[Data entries]

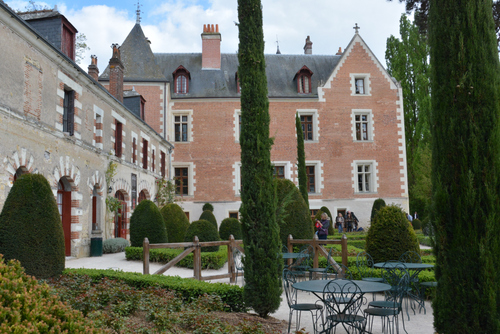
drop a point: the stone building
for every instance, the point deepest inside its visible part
(350, 108)
(57, 120)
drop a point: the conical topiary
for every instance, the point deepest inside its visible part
(147, 222)
(176, 222)
(31, 229)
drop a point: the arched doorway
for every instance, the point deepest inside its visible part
(120, 217)
(64, 205)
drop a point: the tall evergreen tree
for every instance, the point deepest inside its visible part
(465, 165)
(301, 160)
(262, 289)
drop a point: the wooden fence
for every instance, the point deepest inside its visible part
(195, 247)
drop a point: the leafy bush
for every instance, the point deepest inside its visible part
(295, 218)
(115, 245)
(176, 222)
(230, 226)
(209, 216)
(390, 235)
(31, 229)
(27, 306)
(205, 232)
(147, 222)
(208, 206)
(377, 205)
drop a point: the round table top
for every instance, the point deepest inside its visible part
(409, 265)
(319, 285)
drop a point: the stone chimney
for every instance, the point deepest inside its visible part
(93, 69)
(116, 74)
(308, 46)
(210, 48)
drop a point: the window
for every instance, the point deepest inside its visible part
(181, 128)
(307, 127)
(181, 181)
(144, 154)
(69, 112)
(118, 139)
(311, 179)
(181, 80)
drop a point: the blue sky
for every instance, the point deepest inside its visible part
(176, 25)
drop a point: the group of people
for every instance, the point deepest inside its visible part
(349, 223)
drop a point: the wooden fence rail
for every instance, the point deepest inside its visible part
(195, 247)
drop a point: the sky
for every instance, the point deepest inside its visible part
(175, 26)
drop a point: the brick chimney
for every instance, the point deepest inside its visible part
(116, 74)
(210, 48)
(308, 46)
(93, 69)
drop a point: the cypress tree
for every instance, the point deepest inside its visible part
(465, 165)
(262, 290)
(301, 160)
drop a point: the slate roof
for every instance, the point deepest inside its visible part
(142, 65)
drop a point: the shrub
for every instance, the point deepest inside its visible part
(230, 226)
(205, 231)
(209, 216)
(390, 235)
(114, 245)
(377, 205)
(176, 222)
(31, 229)
(147, 222)
(30, 307)
(208, 206)
(296, 219)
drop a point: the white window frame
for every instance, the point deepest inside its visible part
(315, 120)
(191, 179)
(189, 114)
(366, 83)
(368, 112)
(373, 179)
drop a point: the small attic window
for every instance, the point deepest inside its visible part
(304, 80)
(181, 80)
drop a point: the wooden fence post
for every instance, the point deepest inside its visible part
(197, 258)
(145, 256)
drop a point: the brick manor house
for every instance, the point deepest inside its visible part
(350, 108)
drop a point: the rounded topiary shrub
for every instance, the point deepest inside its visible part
(230, 226)
(208, 206)
(293, 214)
(205, 231)
(390, 235)
(176, 222)
(208, 215)
(377, 205)
(115, 245)
(147, 222)
(31, 229)
(417, 224)
(32, 307)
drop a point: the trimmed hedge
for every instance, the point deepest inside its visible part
(115, 245)
(31, 229)
(230, 226)
(176, 222)
(205, 231)
(209, 260)
(187, 288)
(147, 222)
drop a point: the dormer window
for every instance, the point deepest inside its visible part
(181, 80)
(304, 80)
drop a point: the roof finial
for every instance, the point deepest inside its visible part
(138, 12)
(356, 28)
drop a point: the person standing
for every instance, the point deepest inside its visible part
(323, 226)
(339, 222)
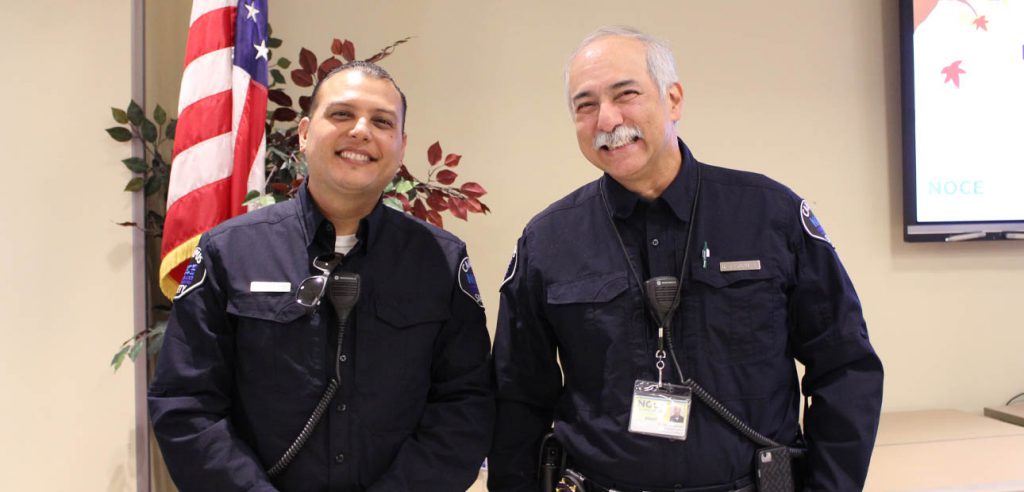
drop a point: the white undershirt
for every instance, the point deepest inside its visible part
(344, 244)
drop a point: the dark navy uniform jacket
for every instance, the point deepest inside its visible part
(569, 297)
(240, 371)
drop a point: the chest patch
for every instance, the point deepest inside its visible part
(811, 223)
(194, 276)
(467, 282)
(510, 272)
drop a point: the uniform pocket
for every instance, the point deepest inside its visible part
(599, 330)
(743, 314)
(278, 343)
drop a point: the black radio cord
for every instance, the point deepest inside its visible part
(318, 411)
(343, 291)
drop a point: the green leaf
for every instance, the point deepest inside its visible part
(135, 349)
(135, 185)
(135, 115)
(156, 341)
(153, 185)
(135, 164)
(119, 133)
(403, 186)
(159, 115)
(120, 357)
(393, 203)
(148, 131)
(278, 77)
(120, 116)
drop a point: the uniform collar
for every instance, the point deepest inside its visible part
(320, 232)
(678, 195)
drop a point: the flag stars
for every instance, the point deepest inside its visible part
(252, 11)
(261, 50)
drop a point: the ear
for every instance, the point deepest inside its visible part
(401, 154)
(303, 132)
(675, 95)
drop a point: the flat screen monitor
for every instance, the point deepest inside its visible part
(963, 96)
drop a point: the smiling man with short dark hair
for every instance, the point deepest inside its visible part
(329, 342)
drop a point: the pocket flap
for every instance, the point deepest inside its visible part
(595, 288)
(714, 277)
(408, 313)
(276, 306)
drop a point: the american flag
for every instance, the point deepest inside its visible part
(220, 140)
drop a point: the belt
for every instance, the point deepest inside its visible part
(590, 485)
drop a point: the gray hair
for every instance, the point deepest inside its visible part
(660, 63)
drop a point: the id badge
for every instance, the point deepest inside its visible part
(662, 411)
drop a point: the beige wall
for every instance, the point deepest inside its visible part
(804, 91)
(67, 420)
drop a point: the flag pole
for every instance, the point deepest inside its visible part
(139, 281)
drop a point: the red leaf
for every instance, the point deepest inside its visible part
(302, 78)
(472, 190)
(458, 207)
(419, 210)
(403, 173)
(307, 60)
(446, 177)
(347, 50)
(327, 67)
(436, 201)
(435, 218)
(279, 97)
(452, 160)
(434, 154)
(285, 114)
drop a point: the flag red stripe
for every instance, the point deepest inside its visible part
(212, 31)
(204, 119)
(196, 212)
(247, 142)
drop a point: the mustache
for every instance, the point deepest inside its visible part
(619, 136)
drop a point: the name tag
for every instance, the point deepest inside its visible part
(748, 265)
(258, 286)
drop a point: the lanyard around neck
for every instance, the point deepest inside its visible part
(686, 252)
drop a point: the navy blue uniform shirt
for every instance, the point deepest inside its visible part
(242, 368)
(569, 298)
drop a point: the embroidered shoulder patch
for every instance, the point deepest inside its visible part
(510, 272)
(811, 223)
(467, 282)
(194, 276)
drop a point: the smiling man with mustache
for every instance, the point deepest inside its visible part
(664, 289)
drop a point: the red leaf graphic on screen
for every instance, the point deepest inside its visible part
(952, 73)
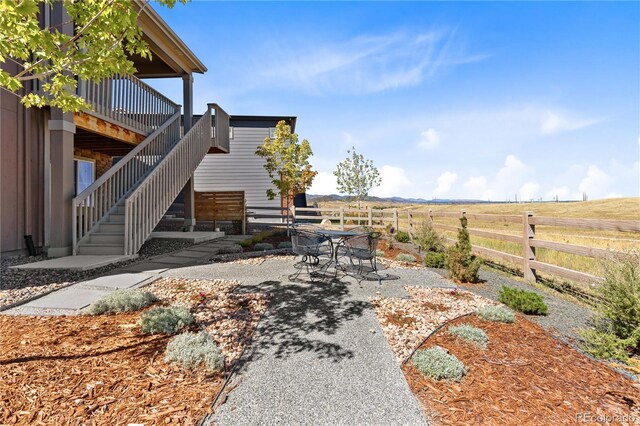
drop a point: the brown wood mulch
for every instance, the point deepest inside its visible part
(94, 370)
(524, 377)
(103, 370)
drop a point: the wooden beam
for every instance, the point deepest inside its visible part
(97, 125)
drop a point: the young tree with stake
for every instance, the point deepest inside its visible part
(356, 176)
(287, 162)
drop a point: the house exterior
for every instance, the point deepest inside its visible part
(241, 169)
(97, 182)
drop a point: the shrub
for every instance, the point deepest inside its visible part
(617, 320)
(606, 345)
(428, 238)
(463, 265)
(402, 237)
(191, 350)
(496, 314)
(234, 248)
(434, 259)
(438, 364)
(404, 257)
(121, 301)
(165, 320)
(524, 301)
(469, 333)
(262, 247)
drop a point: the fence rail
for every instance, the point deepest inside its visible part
(406, 219)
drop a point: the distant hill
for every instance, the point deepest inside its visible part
(311, 198)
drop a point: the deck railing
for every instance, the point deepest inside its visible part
(127, 102)
(96, 201)
(146, 205)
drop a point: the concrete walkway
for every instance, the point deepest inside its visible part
(70, 300)
(319, 356)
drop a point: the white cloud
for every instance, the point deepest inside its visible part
(556, 122)
(324, 184)
(444, 181)
(529, 191)
(429, 139)
(363, 64)
(394, 183)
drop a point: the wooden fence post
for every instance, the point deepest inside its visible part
(410, 221)
(528, 252)
(395, 219)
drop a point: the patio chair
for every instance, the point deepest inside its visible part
(316, 251)
(358, 250)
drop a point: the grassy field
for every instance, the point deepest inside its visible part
(617, 209)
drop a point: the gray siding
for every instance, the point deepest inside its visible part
(240, 170)
(21, 172)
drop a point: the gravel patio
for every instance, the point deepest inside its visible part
(319, 354)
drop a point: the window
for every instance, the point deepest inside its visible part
(85, 173)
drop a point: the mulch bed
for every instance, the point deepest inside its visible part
(228, 317)
(103, 370)
(94, 370)
(525, 376)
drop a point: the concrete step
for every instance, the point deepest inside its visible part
(112, 227)
(106, 238)
(115, 218)
(100, 249)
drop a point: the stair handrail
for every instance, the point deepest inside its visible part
(94, 202)
(145, 206)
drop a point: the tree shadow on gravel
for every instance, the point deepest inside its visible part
(297, 313)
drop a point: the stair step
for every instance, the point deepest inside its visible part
(100, 249)
(115, 218)
(106, 238)
(108, 227)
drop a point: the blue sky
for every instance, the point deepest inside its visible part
(450, 100)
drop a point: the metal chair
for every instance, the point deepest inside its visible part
(315, 249)
(359, 249)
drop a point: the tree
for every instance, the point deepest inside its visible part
(106, 35)
(356, 176)
(287, 162)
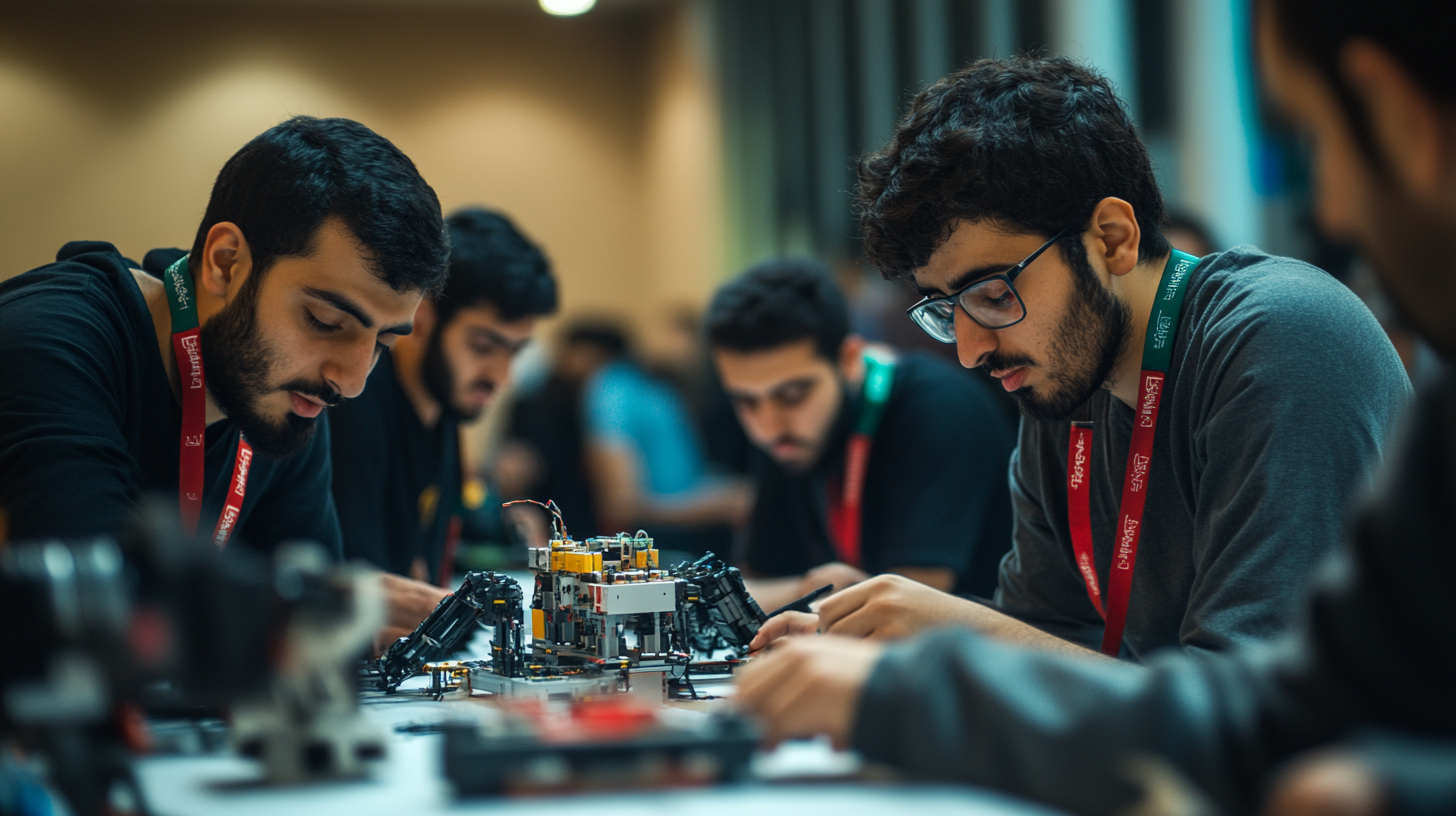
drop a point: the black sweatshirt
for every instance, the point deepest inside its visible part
(89, 424)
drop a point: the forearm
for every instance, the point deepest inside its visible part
(1009, 630)
(957, 707)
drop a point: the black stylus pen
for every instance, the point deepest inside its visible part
(802, 605)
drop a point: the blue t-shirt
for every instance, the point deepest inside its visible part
(628, 408)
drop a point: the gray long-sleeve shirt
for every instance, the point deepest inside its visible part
(1375, 649)
(1279, 402)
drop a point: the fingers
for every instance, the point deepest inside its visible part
(862, 622)
(846, 602)
(808, 687)
(782, 625)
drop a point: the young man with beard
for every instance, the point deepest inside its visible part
(1190, 439)
(204, 383)
(840, 478)
(396, 453)
(1370, 666)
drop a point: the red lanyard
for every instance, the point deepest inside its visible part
(1162, 327)
(187, 347)
(845, 497)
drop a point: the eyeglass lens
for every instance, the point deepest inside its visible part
(992, 303)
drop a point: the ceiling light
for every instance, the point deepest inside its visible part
(567, 8)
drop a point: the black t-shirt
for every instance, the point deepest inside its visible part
(89, 423)
(390, 474)
(935, 485)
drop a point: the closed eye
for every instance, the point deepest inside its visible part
(319, 325)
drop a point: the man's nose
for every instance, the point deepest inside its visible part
(973, 341)
(348, 370)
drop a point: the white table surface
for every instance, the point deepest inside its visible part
(411, 783)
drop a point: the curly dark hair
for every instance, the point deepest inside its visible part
(1028, 143)
(779, 302)
(492, 263)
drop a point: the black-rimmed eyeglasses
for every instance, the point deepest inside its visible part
(990, 302)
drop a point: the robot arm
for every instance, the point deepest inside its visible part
(492, 596)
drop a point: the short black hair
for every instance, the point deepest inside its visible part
(779, 302)
(283, 185)
(1031, 143)
(492, 263)
(1410, 29)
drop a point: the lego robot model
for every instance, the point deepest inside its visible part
(489, 598)
(603, 605)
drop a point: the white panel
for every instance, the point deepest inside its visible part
(631, 599)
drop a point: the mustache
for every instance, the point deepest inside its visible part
(998, 362)
(318, 389)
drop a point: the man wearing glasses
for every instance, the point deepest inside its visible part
(1193, 430)
(848, 439)
(396, 458)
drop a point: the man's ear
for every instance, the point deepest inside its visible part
(226, 261)
(1408, 127)
(852, 357)
(1114, 235)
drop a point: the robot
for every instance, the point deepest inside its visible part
(600, 606)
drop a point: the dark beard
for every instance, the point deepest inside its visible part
(440, 382)
(239, 363)
(1083, 350)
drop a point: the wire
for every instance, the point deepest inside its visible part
(558, 523)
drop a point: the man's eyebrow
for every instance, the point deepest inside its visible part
(354, 311)
(964, 279)
(498, 338)
(795, 382)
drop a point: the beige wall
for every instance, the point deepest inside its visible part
(597, 134)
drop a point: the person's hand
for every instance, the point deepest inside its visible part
(808, 687)
(833, 573)
(409, 601)
(1328, 783)
(893, 606)
(782, 625)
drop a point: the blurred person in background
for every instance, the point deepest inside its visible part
(865, 464)
(644, 459)
(1363, 684)
(1187, 233)
(398, 475)
(1177, 411)
(543, 455)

§ What the task requires
What is wanted is an exact copy of the lines above from the one containing "drop a point: the tree shadow on gravel" through the one containing "drop a point: the ceiling light", with no pictures in it.

§ Expected answer
drop a point: the tree shadow on gravel
for every instance, the point deepest inside its visible part
(297, 313)
drop a point: the stair step
for every instance, the point deepest inside its visible part
(100, 249)
(115, 218)
(106, 238)
(108, 227)
drop a point: the blue sky
for every instance, the point deepest inside its visible part
(450, 100)
drop a point: the metal chair
for every instance, the point deepest inside its visible part
(315, 249)
(359, 249)
drop a point: the tree
for every instance, the point deepest inside its visible part
(106, 35)
(356, 176)
(287, 162)
drop a point: the black sweatshirt
for every instance, the point deepest inside its visible part
(89, 424)
drop a point: the forearm
for every instance, the point deepest inside its visible part
(1009, 630)
(957, 707)
drop a point: the black stylus pen
for every instance, the point deepest inside its visible part
(802, 605)
drop a point: the blue t-shirt
for every instance, the point deepest inside its visible part
(628, 408)
drop a point: the gray long-sleeve shirt
for every instance, the point deepest inside its visible part
(1375, 649)
(1279, 402)
drop a point: the fingers
for every instance, the point deepest inside its visible part
(862, 622)
(846, 602)
(808, 687)
(782, 625)
drop a point: the young man with beard
for every instance, the point deepest inside its visible part
(1190, 439)
(204, 383)
(840, 478)
(396, 453)
(1370, 666)
drop a point: the red lanyard
for every instance, the point deepest inside its visible part
(1162, 327)
(187, 347)
(845, 497)
drop a point: the eyeglass lens
for every instance, the point deepest inside its visible part
(992, 303)
drop a point: the ceiling light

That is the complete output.